▶ _Exercise details_: With pictures left out, set down every record word for word.
Records provided section start
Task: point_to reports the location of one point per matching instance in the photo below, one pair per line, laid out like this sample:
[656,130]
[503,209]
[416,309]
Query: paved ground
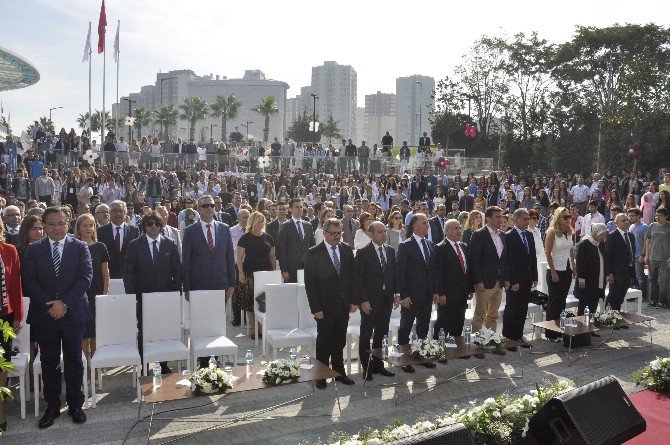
[316,418]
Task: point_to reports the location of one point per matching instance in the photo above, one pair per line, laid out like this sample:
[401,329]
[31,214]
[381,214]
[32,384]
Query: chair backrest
[115,320]
[208,313]
[305,317]
[161,316]
[281,306]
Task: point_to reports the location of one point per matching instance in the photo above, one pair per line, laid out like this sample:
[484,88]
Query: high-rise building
[414,103]
[379,116]
[336,87]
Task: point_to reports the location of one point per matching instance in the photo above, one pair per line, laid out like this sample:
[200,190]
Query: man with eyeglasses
[329,281]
Records provided section end
▶ _Expected answer_:
Task: point_to reports the location of one point per matching instance in the photo below, one pair per line, laid out like this sample:
[656,130]
[503,209]
[416,309]
Query: paved ground
[316,418]
Task: point_to reports the location of one point per matching instance in the photo above, one pair per line, laid out like this sample:
[401,329]
[31,214]
[381,214]
[32,384]
Query: chair backrest
[115,320]
[208,313]
[305,317]
[161,316]
[281,306]
Task: point_to reports the location of one point per matching instance in the photo above, one pair per line, laid out like this sample:
[484,88]
Query: high-rise building
[414,103]
[379,116]
[336,87]
Task: point_to reports the location of one point per matching instance in the photo above, one pair per line, laid out like this sample:
[200,190]
Query: man with eyeglasses
[329,281]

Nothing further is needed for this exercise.